- Task requirements: Retype, without any change, the lines in the records below from the line with "the dog's paw" to the line with "401), (755, 523)]", including both of those lines.

--- BEGIN Records for the exercise ---

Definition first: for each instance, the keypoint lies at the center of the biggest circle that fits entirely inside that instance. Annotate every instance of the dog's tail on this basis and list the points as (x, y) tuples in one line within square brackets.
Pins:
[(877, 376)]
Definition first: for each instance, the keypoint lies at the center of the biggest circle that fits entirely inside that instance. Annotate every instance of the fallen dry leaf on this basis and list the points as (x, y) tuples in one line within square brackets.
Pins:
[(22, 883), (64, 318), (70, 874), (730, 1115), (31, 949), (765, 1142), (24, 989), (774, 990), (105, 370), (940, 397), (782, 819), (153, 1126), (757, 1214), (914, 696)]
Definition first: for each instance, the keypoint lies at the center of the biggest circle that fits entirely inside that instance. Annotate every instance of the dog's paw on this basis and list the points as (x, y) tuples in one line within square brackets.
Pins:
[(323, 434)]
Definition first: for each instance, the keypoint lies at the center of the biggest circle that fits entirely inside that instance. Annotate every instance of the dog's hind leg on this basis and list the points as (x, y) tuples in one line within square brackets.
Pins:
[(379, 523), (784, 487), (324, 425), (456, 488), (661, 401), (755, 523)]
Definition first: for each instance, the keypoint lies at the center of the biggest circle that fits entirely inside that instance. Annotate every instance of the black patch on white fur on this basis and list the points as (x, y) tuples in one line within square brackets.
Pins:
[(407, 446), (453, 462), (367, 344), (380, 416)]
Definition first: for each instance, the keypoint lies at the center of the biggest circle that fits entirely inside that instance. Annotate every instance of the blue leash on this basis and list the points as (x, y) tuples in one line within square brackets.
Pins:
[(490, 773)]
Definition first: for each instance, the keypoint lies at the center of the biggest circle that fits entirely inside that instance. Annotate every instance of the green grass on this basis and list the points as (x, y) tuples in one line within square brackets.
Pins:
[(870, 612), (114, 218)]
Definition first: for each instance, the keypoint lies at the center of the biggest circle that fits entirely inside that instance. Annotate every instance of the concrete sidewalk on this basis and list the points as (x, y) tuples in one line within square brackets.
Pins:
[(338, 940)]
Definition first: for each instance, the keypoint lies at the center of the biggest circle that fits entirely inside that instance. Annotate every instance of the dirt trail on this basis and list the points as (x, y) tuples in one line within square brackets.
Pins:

--- END Records for the exercise ---

- Response:
Definition first: for each instance, the keypoint lies at the center of the biggest circle that fits entirely inside that instance. Annotate every instance of the dog's paw on this basis and list the points as (x, y) tuples in one line within square brackets.
Pins:
[(323, 434)]
Definition first: for each instance, the keypoint lies at the center of the biggest circle that fits entirely inside that instance. Annotate every instance of the dog's hind leg on this basis and list the points as (x, y) tuples in one line within square brackets.
Pins:
[(379, 523), (784, 487), (324, 425), (456, 488), (661, 401), (755, 523)]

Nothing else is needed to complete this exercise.